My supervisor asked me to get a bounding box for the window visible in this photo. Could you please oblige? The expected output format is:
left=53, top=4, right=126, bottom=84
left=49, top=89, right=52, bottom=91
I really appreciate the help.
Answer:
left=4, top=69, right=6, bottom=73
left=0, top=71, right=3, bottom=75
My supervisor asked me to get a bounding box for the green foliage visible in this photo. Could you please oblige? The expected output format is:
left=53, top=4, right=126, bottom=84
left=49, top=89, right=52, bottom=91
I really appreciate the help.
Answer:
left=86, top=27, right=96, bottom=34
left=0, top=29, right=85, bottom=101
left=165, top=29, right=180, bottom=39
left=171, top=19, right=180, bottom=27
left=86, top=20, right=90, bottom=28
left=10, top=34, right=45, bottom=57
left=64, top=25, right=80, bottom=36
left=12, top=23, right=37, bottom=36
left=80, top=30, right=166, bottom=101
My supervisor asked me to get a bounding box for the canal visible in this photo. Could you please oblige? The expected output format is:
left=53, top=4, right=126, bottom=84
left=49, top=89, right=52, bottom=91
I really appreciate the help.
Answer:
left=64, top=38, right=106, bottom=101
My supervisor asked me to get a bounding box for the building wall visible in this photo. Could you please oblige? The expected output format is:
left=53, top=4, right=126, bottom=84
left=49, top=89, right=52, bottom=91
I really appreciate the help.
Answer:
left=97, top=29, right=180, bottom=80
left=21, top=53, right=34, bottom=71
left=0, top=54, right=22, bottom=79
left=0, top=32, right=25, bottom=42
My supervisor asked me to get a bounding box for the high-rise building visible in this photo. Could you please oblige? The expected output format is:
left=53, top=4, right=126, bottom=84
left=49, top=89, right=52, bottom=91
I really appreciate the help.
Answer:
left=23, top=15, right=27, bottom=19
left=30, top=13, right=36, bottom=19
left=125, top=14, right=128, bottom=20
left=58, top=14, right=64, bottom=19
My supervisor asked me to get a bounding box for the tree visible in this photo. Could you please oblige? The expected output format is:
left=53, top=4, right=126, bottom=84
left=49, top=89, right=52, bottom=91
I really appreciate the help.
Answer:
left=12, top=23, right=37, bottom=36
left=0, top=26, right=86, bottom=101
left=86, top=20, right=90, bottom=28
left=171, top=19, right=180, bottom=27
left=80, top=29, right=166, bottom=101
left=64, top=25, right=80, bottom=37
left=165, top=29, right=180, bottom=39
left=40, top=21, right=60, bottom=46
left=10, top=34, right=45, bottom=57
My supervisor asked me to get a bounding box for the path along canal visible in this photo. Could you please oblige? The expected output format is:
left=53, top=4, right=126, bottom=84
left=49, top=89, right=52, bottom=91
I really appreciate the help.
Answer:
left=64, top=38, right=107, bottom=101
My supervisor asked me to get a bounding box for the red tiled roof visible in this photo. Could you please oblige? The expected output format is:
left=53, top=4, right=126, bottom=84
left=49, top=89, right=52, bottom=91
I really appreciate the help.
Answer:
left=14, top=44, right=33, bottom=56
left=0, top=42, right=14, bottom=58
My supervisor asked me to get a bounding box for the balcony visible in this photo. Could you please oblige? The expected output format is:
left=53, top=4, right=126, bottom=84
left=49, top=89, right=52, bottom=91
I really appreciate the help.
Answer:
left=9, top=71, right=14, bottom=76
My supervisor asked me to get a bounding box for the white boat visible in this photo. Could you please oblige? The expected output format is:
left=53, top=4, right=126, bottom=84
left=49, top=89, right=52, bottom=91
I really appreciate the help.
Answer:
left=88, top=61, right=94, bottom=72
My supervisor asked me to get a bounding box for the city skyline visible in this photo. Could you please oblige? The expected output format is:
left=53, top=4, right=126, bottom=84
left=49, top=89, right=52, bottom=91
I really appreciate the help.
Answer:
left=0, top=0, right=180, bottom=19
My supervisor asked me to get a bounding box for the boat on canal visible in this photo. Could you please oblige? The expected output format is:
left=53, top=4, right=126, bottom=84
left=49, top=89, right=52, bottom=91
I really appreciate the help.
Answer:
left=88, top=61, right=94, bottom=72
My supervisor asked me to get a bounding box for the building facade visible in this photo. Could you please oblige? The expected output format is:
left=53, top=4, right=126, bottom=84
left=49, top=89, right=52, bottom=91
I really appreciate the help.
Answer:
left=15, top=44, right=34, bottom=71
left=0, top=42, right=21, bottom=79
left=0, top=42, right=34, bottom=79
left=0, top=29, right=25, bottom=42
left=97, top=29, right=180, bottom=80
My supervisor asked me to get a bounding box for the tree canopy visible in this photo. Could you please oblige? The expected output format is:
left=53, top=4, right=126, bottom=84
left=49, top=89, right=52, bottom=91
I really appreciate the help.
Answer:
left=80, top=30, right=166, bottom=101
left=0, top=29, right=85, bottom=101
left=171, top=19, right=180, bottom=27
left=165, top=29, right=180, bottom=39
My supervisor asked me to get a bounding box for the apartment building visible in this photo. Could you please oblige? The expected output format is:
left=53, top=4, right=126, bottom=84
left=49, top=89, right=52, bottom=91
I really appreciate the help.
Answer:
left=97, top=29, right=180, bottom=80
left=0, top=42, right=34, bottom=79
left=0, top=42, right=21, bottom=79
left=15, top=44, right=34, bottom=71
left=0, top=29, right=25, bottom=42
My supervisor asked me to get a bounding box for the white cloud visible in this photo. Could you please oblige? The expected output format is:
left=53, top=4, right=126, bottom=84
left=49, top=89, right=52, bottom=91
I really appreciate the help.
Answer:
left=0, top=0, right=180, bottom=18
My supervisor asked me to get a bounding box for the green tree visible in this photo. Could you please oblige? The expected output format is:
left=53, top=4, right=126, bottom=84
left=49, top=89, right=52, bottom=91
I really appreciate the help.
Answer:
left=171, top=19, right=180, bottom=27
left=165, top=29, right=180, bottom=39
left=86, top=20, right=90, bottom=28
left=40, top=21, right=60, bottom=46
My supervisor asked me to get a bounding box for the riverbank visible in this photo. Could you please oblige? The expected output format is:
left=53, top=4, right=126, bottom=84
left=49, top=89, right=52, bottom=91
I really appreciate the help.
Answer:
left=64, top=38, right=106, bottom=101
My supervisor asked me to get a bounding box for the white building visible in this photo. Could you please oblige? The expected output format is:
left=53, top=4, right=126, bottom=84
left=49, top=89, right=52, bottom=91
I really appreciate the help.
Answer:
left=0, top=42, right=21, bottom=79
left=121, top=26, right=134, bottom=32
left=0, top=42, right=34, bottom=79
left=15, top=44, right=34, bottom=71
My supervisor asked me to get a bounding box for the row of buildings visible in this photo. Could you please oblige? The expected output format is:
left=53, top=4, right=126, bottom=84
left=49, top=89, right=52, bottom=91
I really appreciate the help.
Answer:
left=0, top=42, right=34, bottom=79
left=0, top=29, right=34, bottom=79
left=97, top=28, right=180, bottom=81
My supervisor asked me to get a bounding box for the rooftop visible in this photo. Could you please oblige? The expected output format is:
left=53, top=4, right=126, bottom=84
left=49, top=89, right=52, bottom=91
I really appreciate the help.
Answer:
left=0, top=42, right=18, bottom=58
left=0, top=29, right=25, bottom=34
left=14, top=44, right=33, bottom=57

——————

Work instructions = Return each line of the data above that contains the word "tree", copied unchanged.

Task response =
My supervisor asked me to get a bounding box for the tree visible in this photo. Could you please oblige? The expected output format is:
My supervisor asked me to get a bounding box for the tree canopy visible in this photo. Could you please oblige? The expected output format is:
My supervisor asked me to get a bounding box for the green tree visible in this photo. Could you please oblige? The expected output format is:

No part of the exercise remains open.